__課題内容__
「det: curved glass barrier」を含む行からリストの末尾までの各行を、両端を含めて、空行を除いた番号付きリストに書き改めてください。

__表示データ__
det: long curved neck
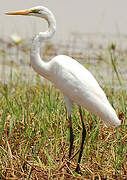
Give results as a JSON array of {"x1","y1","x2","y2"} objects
[{"x1": 30, "y1": 11, "x2": 56, "y2": 79}]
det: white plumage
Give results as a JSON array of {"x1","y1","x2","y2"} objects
[{"x1": 7, "y1": 6, "x2": 120, "y2": 172}]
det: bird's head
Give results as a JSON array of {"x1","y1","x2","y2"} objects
[{"x1": 5, "y1": 6, "x2": 51, "y2": 18}]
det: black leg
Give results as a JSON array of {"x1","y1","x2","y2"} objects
[
  {"x1": 69, "y1": 115, "x2": 74, "y2": 159},
  {"x1": 75, "y1": 106, "x2": 86, "y2": 173}
]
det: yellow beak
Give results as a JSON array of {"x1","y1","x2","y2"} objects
[{"x1": 5, "y1": 9, "x2": 31, "y2": 15}]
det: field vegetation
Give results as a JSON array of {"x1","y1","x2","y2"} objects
[{"x1": 0, "y1": 33, "x2": 127, "y2": 180}]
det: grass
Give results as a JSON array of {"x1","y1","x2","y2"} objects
[
  {"x1": 0, "y1": 38, "x2": 127, "y2": 180},
  {"x1": 0, "y1": 76, "x2": 127, "y2": 179}
]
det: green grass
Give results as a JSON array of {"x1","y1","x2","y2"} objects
[
  {"x1": 0, "y1": 75, "x2": 127, "y2": 180},
  {"x1": 0, "y1": 39, "x2": 127, "y2": 180}
]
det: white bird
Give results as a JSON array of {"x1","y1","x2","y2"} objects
[{"x1": 6, "y1": 6, "x2": 120, "y2": 172}]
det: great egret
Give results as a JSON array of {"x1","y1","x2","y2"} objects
[{"x1": 6, "y1": 6, "x2": 120, "y2": 172}]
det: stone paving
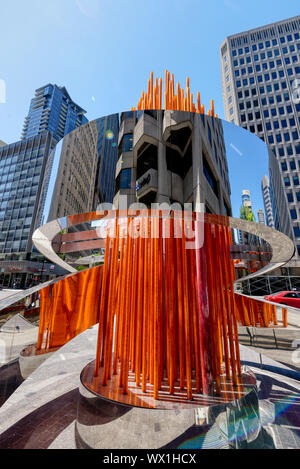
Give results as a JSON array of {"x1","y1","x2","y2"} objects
[{"x1": 0, "y1": 326, "x2": 300, "y2": 449}]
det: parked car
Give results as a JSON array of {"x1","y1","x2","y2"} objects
[{"x1": 265, "y1": 291, "x2": 300, "y2": 309}]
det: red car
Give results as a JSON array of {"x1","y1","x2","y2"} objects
[{"x1": 265, "y1": 291, "x2": 300, "y2": 309}]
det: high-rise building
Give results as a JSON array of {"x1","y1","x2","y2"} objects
[
  {"x1": 257, "y1": 209, "x2": 265, "y2": 225},
  {"x1": 114, "y1": 110, "x2": 232, "y2": 216},
  {"x1": 238, "y1": 190, "x2": 255, "y2": 244},
  {"x1": 21, "y1": 84, "x2": 88, "y2": 140},
  {"x1": 0, "y1": 85, "x2": 91, "y2": 288},
  {"x1": 261, "y1": 175, "x2": 275, "y2": 229},
  {"x1": 221, "y1": 16, "x2": 300, "y2": 260}
]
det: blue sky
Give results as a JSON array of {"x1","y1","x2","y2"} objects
[{"x1": 0, "y1": 0, "x2": 299, "y2": 216}]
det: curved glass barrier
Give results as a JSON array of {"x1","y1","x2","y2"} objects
[{"x1": 0, "y1": 110, "x2": 295, "y2": 450}]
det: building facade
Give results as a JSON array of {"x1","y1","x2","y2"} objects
[
  {"x1": 35, "y1": 114, "x2": 119, "y2": 223},
  {"x1": 0, "y1": 132, "x2": 66, "y2": 286},
  {"x1": 114, "y1": 111, "x2": 232, "y2": 216},
  {"x1": 261, "y1": 175, "x2": 275, "y2": 229},
  {"x1": 257, "y1": 209, "x2": 265, "y2": 225},
  {"x1": 221, "y1": 16, "x2": 300, "y2": 254},
  {"x1": 21, "y1": 84, "x2": 88, "y2": 140}
]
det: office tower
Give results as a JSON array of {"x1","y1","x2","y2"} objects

__完全な回答__
1. det: curved glass barrier
2. Give results as a JSON array of {"x1","y1","x2","y2"} objects
3. [{"x1": 0, "y1": 110, "x2": 295, "y2": 450}]
4. det: building facade
5. Give results as a JSON array of {"x1","y1","x2","y2"} objects
6. [
7.   {"x1": 35, "y1": 114, "x2": 119, "y2": 223},
8.   {"x1": 0, "y1": 132, "x2": 66, "y2": 286},
9.   {"x1": 114, "y1": 111, "x2": 232, "y2": 216},
10.   {"x1": 261, "y1": 175, "x2": 275, "y2": 229},
11.   {"x1": 257, "y1": 209, "x2": 265, "y2": 225},
12.   {"x1": 221, "y1": 16, "x2": 300, "y2": 254},
13.   {"x1": 21, "y1": 84, "x2": 88, "y2": 140}
14. ]
15. det: office tower
16. Give results as a JSON array of {"x1","y1","x2","y2"} objects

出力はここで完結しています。